**Brief:** Shift the data that opens with the line containing "Look at this image and locate every instance of open" and closes with the line containing "xmin=24 ymin=60 xmax=31 ymax=65" by adding 6 to each of the four coordinate values on every line that consists solely of an xmin, ymin, xmax and ymax box. Write out that whole stretch again, leaving all of its other lines unchanged.

**Stored rows:**
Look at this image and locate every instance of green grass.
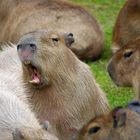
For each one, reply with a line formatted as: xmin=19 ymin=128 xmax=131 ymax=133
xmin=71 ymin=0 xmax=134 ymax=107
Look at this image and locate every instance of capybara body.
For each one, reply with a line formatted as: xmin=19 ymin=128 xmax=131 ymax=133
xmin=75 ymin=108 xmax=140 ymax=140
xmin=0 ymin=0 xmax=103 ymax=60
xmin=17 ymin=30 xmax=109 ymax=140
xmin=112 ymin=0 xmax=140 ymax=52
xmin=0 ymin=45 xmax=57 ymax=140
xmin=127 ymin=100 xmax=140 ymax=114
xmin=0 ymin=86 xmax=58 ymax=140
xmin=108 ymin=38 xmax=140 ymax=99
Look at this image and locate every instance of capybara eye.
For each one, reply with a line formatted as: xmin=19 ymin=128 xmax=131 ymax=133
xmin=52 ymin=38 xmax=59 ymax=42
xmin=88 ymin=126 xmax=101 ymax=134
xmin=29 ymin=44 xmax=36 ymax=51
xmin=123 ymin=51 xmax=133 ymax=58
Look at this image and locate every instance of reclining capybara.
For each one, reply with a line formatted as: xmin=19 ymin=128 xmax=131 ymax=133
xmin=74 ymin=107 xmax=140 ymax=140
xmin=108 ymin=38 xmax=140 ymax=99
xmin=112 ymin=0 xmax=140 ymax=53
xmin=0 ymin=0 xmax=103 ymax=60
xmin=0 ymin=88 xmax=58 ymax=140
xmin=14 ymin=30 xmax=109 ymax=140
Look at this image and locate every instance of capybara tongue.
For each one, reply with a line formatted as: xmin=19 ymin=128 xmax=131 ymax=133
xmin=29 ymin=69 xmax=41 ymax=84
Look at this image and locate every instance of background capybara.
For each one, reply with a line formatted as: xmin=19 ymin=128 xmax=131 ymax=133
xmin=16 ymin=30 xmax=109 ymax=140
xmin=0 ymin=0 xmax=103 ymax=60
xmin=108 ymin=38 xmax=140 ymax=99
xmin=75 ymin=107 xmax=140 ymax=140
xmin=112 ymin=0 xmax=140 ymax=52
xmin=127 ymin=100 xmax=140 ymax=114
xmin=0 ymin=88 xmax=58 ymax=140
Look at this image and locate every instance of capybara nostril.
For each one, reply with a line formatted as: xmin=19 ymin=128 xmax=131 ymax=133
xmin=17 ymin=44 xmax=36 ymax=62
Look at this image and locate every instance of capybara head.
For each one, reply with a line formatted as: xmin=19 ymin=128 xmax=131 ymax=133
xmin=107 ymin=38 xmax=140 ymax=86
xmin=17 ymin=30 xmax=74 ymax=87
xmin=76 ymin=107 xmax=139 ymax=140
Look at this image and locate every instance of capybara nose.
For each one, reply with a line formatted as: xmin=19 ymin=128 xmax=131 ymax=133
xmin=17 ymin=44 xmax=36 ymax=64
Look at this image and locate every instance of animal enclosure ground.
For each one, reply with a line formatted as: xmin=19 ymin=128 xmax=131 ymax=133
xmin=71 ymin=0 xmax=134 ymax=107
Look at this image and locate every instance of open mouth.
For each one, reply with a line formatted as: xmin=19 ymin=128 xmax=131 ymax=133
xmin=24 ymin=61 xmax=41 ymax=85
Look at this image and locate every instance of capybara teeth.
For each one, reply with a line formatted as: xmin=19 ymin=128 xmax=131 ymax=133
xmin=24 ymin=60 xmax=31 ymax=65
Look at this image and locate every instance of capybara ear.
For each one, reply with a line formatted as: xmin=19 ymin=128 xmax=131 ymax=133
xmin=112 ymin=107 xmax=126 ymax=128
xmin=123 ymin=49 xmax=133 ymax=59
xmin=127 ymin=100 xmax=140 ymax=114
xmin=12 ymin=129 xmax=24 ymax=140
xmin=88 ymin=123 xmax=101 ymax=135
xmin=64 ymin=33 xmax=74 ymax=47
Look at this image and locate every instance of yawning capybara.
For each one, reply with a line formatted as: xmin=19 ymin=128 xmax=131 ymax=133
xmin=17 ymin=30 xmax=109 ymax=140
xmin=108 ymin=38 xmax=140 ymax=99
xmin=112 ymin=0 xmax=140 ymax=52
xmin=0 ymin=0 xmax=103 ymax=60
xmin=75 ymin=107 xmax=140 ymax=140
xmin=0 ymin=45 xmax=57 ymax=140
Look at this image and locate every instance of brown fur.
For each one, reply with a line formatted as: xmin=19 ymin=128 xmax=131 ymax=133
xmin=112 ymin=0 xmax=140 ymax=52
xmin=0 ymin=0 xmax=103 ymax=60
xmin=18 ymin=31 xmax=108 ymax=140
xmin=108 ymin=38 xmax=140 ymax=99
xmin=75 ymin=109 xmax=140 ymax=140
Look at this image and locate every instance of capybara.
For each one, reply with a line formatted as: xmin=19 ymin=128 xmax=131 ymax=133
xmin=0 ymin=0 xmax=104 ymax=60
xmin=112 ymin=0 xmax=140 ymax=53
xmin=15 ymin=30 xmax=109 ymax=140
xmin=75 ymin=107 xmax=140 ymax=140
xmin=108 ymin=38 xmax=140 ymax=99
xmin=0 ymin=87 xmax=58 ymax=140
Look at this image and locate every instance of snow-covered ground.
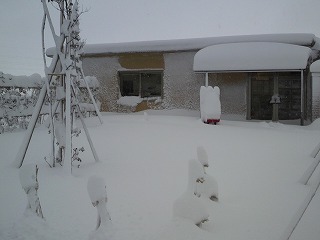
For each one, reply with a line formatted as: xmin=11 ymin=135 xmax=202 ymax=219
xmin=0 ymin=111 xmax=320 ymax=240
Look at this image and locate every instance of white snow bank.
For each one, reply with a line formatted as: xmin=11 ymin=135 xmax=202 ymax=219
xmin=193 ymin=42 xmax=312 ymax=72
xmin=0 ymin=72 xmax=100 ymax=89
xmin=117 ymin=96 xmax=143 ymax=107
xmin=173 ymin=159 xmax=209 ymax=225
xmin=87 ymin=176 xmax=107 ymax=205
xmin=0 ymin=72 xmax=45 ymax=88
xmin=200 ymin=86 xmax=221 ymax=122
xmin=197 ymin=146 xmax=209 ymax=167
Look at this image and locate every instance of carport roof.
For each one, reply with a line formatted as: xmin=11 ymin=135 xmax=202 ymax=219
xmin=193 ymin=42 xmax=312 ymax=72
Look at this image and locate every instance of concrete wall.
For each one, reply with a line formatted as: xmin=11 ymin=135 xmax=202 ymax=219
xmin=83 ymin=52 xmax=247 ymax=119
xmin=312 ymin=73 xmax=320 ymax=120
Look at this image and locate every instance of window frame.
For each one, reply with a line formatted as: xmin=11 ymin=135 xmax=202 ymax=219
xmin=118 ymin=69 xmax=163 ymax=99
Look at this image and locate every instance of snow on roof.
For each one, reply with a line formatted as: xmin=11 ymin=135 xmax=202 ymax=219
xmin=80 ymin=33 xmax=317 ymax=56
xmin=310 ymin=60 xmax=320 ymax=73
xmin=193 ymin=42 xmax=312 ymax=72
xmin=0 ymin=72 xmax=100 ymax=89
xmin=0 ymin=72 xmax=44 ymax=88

**Expected answer:**
Look at this image and locate every instance of open mouth.
For each one, reply with a line formatted as: xmin=19 ymin=128 xmax=131 ymax=133
xmin=30 ymin=67 xmax=47 ymax=91
Look at this image and locate every instance of capybara teeth.
For each one, reply with a line formatted as: xmin=19 ymin=128 xmax=131 ymax=133
xmin=30 ymin=66 xmax=37 ymax=71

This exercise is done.